Instruction: Below are some entries; can you quote all of them exactly?

Records shown:

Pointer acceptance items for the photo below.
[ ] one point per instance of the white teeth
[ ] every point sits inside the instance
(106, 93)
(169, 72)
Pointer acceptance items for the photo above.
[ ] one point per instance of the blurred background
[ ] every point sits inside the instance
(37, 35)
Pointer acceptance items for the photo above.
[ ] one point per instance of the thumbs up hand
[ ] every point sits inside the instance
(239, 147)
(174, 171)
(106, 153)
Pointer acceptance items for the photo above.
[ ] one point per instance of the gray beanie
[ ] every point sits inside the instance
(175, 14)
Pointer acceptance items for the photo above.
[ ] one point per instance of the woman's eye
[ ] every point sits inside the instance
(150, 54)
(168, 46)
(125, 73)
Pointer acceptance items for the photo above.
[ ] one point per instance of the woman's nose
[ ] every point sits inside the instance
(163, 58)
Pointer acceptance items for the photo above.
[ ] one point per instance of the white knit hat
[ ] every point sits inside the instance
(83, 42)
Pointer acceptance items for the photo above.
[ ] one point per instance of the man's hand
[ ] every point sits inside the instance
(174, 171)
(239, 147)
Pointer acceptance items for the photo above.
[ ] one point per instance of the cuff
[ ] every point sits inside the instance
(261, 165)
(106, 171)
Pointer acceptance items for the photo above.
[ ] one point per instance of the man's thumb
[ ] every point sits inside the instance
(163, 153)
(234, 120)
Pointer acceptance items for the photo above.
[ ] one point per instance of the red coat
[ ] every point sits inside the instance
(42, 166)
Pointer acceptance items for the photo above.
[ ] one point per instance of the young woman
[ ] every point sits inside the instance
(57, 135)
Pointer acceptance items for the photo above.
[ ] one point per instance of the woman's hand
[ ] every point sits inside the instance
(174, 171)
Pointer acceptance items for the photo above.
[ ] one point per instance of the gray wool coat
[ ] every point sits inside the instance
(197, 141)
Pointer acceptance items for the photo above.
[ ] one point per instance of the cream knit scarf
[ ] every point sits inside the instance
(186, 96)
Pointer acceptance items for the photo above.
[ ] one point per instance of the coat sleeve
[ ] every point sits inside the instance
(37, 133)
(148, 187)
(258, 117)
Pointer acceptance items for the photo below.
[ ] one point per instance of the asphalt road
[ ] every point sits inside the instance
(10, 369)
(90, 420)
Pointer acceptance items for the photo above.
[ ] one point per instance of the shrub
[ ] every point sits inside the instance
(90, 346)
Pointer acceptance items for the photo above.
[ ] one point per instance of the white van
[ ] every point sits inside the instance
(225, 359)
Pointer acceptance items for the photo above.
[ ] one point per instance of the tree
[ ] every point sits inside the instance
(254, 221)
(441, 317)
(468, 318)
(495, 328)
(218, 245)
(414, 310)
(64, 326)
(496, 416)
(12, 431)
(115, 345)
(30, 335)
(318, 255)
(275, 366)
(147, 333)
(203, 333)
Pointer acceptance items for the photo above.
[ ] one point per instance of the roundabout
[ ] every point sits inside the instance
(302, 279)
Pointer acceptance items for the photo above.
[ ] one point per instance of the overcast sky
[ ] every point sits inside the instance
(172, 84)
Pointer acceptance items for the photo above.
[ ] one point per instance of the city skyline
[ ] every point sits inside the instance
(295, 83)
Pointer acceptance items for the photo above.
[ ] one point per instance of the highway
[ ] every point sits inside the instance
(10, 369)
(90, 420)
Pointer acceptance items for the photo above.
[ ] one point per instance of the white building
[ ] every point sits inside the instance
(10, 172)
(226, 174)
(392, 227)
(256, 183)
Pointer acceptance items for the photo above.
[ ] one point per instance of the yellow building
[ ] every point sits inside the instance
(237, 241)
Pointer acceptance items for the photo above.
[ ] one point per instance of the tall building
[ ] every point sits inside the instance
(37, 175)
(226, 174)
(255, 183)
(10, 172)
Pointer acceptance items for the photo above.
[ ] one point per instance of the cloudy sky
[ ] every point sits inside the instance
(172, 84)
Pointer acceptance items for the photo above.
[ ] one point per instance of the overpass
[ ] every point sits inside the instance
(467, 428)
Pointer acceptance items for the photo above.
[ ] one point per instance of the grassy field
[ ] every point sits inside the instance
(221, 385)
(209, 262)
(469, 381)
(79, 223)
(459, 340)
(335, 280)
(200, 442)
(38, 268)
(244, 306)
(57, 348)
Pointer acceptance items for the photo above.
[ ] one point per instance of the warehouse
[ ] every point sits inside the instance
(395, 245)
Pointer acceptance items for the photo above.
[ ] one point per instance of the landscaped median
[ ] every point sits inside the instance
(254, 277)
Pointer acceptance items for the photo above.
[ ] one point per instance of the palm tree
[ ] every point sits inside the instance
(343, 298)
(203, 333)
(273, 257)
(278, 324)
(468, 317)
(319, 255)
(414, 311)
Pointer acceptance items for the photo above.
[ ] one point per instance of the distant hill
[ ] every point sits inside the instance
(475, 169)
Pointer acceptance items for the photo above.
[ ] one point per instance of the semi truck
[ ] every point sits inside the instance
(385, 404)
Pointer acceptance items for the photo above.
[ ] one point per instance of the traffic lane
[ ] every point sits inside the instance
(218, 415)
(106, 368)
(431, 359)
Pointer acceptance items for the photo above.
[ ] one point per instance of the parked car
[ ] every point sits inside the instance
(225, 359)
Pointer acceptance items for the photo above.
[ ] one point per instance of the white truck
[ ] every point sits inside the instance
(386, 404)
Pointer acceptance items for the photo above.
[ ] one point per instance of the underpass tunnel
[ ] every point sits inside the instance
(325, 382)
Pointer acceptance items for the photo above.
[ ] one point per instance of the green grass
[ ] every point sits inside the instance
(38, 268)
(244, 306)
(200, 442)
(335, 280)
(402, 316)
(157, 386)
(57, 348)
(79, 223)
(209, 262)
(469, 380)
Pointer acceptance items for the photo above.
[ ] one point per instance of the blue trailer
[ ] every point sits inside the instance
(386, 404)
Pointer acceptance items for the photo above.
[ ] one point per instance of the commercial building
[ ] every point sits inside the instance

Response to this exercise:
Pointer acceptance items for the photo below.
[ ] one point per instance of the white teeth
[ ] every point sits inside the instance
(106, 93)
(169, 72)
Pointer acceptance items for the photo above.
[ ] one point per instance of the blurred background
[ ] every point sits inside the instance
(37, 35)
Pointer acceptance items for the photo above.
[ ] one point per instance of the thumbs up hand
[ ] every point sits inside the instance
(239, 147)
(174, 171)
(106, 153)
Pointer acceptance items for the photo above.
[ ] one point per instance of the gray beanie
[ ] every point sits inside the instance
(175, 14)
Pointer acceptance items for the photo above.
[ ] one point per instance of the woman's eye
[ ] every point sits inside the instance
(150, 54)
(168, 46)
(125, 73)
Pointer acceptance items for the photo above.
[ ] one point per instance of the woman's nose
[ ] every point sits inside the instance
(163, 58)
Pointer acceptance items for the photo above.
[ ] one point per instance of the white knit hat
[ ] every point sits inside the instance
(83, 42)
Pointer acceptance items for the photo above.
[ ] one point per instance of the man's hand
[ ] every point sits inside the instance
(174, 171)
(239, 147)
Pointer acceptance items for the photo above.
[ ] one point per instance of the cuff
[ ] every point sits inside the instance
(261, 165)
(106, 171)
Pointer acceptance items for the photo above.
[ ] one point per instance of the man's thumb
[ ] every point sits inside the instance
(163, 153)
(234, 120)
Pointer acceptance items for the photo above.
[ ] one point per instance of the red coat
[ ] every point sits inside the instance
(42, 166)
Pointer acceptance items for the photo above.
[ ] one point per instance of the young woman
[ ] every point sits inside the instance
(57, 135)
Pointer acceptance items for the photo above.
[ ] one point per instance of the woman's hand
[ ] every point sits inside the instance
(174, 171)
Pointer acceptance items for the photo above.
[ ] one point per instance of the gray wool coat
[ ] every point sits inside the instance
(197, 141)
Pointer acceptance items for the photo above.
[ ] one point per instance of the cream knit scarf
[ ] every point sits inside the instance
(186, 96)
Pointer acceptance items for the photo above.
[ ] one point per instance of the coat sleeve
[ ] every point sits inside the instance
(37, 133)
(148, 187)
(258, 117)
Pointer acceptance items for the photo below.
[ ] one point per instance of the asphalt road
[ ] every point sits inside the instance
(10, 369)
(90, 420)
Pointer acceptance items for the photo above.
[ ] one point per instance of the shrub
[ ] every point sits inside the instance
(90, 346)
Pointer acceptance items for the photo above.
[ ] one point per instance of the white van
[ ] every point sits inside the instance
(225, 359)
Pointer acceptance items for the photo above.
[ ] one point per instance of the tree
[ ] every point sits inside the instance
(254, 221)
(441, 317)
(468, 318)
(495, 328)
(218, 245)
(414, 310)
(64, 326)
(496, 416)
(12, 431)
(115, 345)
(30, 335)
(318, 255)
(275, 366)
(147, 333)
(203, 333)
Pointer acceptance items for the photo above.
[ ] one point per instance of the roundabout
[ ] every point sits inside the instance
(302, 279)
Pointer acceptance items for the photo above.
[ ] one point per instance of the overcast sky
[ ] every point sits inside the instance
(172, 84)
Pointer acceptance items for the photo above.
[ ] one point per instance of the city skyline
[ ] every point sits inside the instance
(295, 83)
Pointer acceptance items for the photo above.
[ ] one point per instance of the highway
[ ] every point sits inside the instance
(10, 369)
(90, 420)
Pointer acceptance items for the photo above.
[ ] one point per instance of the white building
[ ] every point sits inside the instance
(10, 172)
(226, 174)
(392, 227)
(256, 183)
Pointer acceptance items for the photo above.
[ ] one point per instance of the yellow building
[ ] every point sits inside the instance
(237, 241)
Pointer acceptance items for the photo above.
[ ] one point per instance of the tall building
[ ] every point sits inside the instance
(37, 175)
(226, 174)
(255, 183)
(10, 172)
Pointer acceptance items for the photo above.
[ ] one point per instance of the cloudy sky
[ ] every point sits inside the instance
(172, 84)
Pointer acceptance items for the photo above.
[ ] one point per instance of the overpass
[ ] every point sits inside the instance
(467, 428)
Pointer acceptance items for the photo above.
[ ] one point per instance of the grassy field
[ ] every point sits inside the instance
(221, 385)
(209, 262)
(469, 381)
(79, 223)
(459, 340)
(335, 280)
(200, 442)
(38, 268)
(244, 306)
(57, 348)
Pointer acceptance items for the photo above.
[ ] one point per instance of the warehouse
[ ] every point sits inside the instance
(395, 245)
Pointer acceptance items for the photo above.
[ ] one point per instance of the landscaped median
[ ] every point sits inside the instance
(254, 277)
Pointer acceptance items for the photo above.
[ ] one point per instance of the palm tree
[ ] every point sits inside the instance
(343, 298)
(203, 333)
(273, 257)
(278, 324)
(468, 317)
(319, 255)
(414, 311)
Pointer acceptance items for the photo above.
[ ] one point per instance of the distant hill
[ ] every point sits inside the instance
(475, 169)
Pointer acceptance items for the photo above.
[ ] one point per instance of the semi truck
[ ] every point sits inside the instance
(385, 404)
Pointer acceptance items for the photo above.
[ ] one point per instance of the traffic lane
[ ] every point sits inside the instance
(218, 415)
(106, 368)
(431, 359)
Pointer acceptance items for the photo above.
[ ] one point per instance of the parked car
[ ] every point sits inside the instance
(225, 359)
Pointer acceptance items for the photo above.
[ ] one point per instance of the white truck
[ ] every point sits inside the instance
(386, 404)
Pointer acceptance items for the photo above.
[ ] one point per instance of the underpass tunnel
[ ] every point sits inside the instance
(325, 382)
Pointer acceptance items for the photo above.
[ ] one point per instance of the green grass
[ ] every point sits inside the instance
(38, 268)
(244, 306)
(200, 442)
(335, 280)
(402, 316)
(157, 386)
(57, 348)
(79, 223)
(209, 262)
(469, 380)
Pointer acceptance items for the photo above.
[ ] one point per instance of the blue trailer
[ ] every point sits inside the instance
(386, 404)
Pointer acceptance items for the photo above.
[ ] one point per instance of the commercial building
[ ] every point sits inside the instance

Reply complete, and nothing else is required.